What you need to do: Give back every line of the data below exactly.

Source information:
========
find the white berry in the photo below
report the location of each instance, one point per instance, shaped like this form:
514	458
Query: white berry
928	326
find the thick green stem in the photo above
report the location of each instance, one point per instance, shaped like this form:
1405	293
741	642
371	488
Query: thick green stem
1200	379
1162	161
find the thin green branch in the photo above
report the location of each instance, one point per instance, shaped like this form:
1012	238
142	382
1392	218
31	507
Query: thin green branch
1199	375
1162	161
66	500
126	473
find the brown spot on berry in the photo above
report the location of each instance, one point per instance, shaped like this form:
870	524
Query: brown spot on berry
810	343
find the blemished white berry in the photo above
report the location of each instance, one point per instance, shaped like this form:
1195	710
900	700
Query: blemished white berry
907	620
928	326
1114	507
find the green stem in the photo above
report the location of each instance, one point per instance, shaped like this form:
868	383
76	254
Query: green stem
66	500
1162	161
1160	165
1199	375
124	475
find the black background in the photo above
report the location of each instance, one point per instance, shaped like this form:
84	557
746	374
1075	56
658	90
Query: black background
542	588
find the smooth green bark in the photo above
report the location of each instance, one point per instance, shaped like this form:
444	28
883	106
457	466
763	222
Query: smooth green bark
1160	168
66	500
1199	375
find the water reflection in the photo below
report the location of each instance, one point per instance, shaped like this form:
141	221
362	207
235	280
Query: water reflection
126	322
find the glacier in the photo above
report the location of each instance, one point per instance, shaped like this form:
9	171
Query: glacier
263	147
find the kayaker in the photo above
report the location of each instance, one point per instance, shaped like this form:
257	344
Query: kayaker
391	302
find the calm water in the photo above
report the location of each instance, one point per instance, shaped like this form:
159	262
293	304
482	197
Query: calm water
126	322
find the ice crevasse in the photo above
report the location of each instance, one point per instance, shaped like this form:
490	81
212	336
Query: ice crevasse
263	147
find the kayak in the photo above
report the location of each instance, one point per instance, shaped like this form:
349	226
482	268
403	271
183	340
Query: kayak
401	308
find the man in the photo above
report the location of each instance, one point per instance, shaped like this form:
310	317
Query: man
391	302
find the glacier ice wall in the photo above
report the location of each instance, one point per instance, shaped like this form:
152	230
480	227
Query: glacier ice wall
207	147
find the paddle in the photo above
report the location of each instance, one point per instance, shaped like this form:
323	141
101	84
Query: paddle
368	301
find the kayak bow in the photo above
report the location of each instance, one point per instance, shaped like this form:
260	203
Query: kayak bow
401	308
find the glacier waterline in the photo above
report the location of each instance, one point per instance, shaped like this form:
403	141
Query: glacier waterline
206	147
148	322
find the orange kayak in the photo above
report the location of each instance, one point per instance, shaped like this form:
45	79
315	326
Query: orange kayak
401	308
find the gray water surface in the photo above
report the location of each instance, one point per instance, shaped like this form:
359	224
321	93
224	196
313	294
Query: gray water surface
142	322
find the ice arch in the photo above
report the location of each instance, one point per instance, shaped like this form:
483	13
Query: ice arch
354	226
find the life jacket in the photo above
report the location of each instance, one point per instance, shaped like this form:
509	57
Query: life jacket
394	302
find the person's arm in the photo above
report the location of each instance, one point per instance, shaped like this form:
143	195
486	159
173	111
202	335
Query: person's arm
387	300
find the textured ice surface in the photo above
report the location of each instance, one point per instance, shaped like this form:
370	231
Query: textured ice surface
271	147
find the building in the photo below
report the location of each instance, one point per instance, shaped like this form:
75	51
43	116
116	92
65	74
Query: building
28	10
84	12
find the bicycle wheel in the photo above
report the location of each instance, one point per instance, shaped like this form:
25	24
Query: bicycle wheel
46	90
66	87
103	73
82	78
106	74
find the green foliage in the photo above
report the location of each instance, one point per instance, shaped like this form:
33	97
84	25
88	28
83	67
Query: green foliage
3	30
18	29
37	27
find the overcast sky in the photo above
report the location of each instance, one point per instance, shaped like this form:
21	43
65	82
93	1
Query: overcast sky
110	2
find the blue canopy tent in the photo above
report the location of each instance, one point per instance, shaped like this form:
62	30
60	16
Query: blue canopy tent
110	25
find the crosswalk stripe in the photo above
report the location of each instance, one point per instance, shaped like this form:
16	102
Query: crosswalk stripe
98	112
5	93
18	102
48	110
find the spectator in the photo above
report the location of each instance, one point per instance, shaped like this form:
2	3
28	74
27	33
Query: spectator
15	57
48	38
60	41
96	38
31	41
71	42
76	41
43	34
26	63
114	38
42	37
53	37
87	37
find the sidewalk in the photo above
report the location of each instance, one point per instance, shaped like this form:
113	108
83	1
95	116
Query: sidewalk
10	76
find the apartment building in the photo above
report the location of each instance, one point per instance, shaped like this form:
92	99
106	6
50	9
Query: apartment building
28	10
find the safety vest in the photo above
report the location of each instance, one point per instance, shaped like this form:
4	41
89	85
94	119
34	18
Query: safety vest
========
Result:
find the white berry in the photo below
report the location of each instance, one point per instance, shaped like this form:
514	458
Query: white berry
928	326
find the thick green stem in the photo above
report the location of each instance, one point per instance, shaped like this form:
1405	293
741	642
371	488
Query: thick green stem
1200	379
1162	161
find the thin green branch in the photo above
report the location of each instance, one point per instance, shaped like this form:
1012	238
142	382
1392	218
31	507
Query: thin green branch
1199	375
1162	161
66	500
126	473
find the brown spot on berry in the photo above
report the location of each instance, one point per instance, shaped like this form:
870	524
Query: brown spot on berry
810	343
find the blemished white berry in the photo above
report the location of each instance, one point per instance, shaped like this form:
1195	710
900	700
Query: blemished white berry
907	620
928	326
1114	507
find the green stem in the photo above
report the location of each instance, one point per instance, shaped like this form:
868	383
76	254
Query: green stem
66	500
1162	161
1160	165
1199	375
124	475
find the black background in the photo above
report the location of each instance, one point per instance, shaped like this form:
84	557
746	374
1075	56
658	90
Query: black background
542	588
find the smooth green bark in the photo above
report the location of each instance, one point per instance, shaped like this form:
444	28
883	106
457	466
763	222
Query: smooth green bark
1160	168
66	500
1199	375
find the water reflection in the photo below
report the location of each instance, one point per instance, shaped like this form:
141	221
362	207
235	280
Query: water reflection
126	322
find the glacier in the photo above
report the location of each instance, one point per instance, shaped like this form:
9	171
Query: glacier
263	147
find the kayaker in the photo above
report the location of each instance, one point per instance, shaped like this form:
257	344
Query: kayaker
391	302
find the calm water in the photo above
report the location of each instance, one point per instance, shaped like this form:
159	262
293	304
482	197
Query: calm water
126	322
find the ice crevasse in the photo above
report the location of each instance, one point per instance, shaped like this form:
490	81
212	336
Query: ice crevasse
263	147
find the kayak in the photo above
report the location of each instance, one point per instance, shaped like this form:
349	226
482	268
403	271
183	340
Query: kayak
401	308
find the man in the photo above
report the location of each instance, one point per instance, shaped like this form:
310	317
Query: man
391	302
find the glacier ice wall in the photo above
report the location of each instance, one point per instance, shaped like this form:
152	230
480	227
Query: glacier ice wall
207	147
find the paddle in the photo above
report the location of each instance, one point per instance, shaped like this form:
323	141
101	84
Query: paddle
368	301
find the kayak bow in the photo above
report the location of each instance, one point per instance, shaped like this form:
260	203
Query: kayak bow
401	308
find the glacier waterline in the photo above
report the location of each instance, one point per instance, shaped like this form:
403	141
Query: glacier waterline
206	147
148	322
find the orange kayak in the photo above
report the location of each instance, one point per instance, shaped like this form:
45	79
315	326
Query: orange kayak
401	308
find the gray water surface in the photo above
report the location of each instance, one point per instance, shaped like this form:
359	224
321	93
224	196
313	294
Query: gray water surface
142	322
find the ice arch in the photo above
report the location of each instance, one point per instance, shaped like this form:
483	13
Query: ice arch
354	226
find the life jacket in the photo above
report the location of each instance, one point per instance, shaped like this form:
509	57
Query: life jacket
394	302
find the person's arm in the photo above
report the location of each instance, one point per instance, shaped like this form:
143	195
486	159
173	111
202	335
Query: person's arm
387	300
find the textured ice surface in the photo above
report the location of each instance, one point per instance, shaped like this form:
370	231
Query: textured ice surface
271	147
find the building in the photo below
report the location of each instance, one point per instance, shaped like this form:
75	51
43	116
116	92
65	74
Query: building
28	10
84	12
find the bicycle wheel in the photo above
report the location of each instance, one point per instance, shaped like this form:
25	24
Query: bicycle wheel
46	90
66	87
103	73
82	78
106	74
find the green foliage in the photo above
report the location of each instance, one point per instance, shaped like this form:
33	97
84	25
88	28
83	67
Query: green foliage
3	30
18	29
37	27
find the overcast sky in the photo above
report the location of each instance, one point per instance, shaped like this form:
21	43
65	82
93	1
Query: overcast sky
110	2
find the blue canopy tent in the photo above
report the location of each instance, one point per instance, shaped like this form:
62	30
60	16
Query: blue canopy tent
110	25
find the crosswalk stripe in the photo above
report the location of each instance, one point per instance, shaped like this form:
16	102
Query: crosswalk stripe
98	112
5	93
18	102
48	110
find the spectator in the photo above
report the location of each instance, one point per instance, shaped like this form:
2	3
28	74
27	33
Query: spectator
15	57
48	38
60	41
96	38
31	41
71	42
76	41
43	34
26	63
114	38
42	37
53	37
87	37
find the sidewalk in the photo above
report the location of each instance, one point per instance, shaped like this form:
113	108
83	1
95	116
Query: sidewalk
10	76
find the apartment building in the photo above
report the location of each instance, one point per instance, shaped like this form:
92	99
106	6
50	9
Query: apartment building
28	10
find the safety vest in the photo above
report the location of each instance, one point per instance, shaped like this form:
4	41
89	85
94	119
34	18
Query: safety vest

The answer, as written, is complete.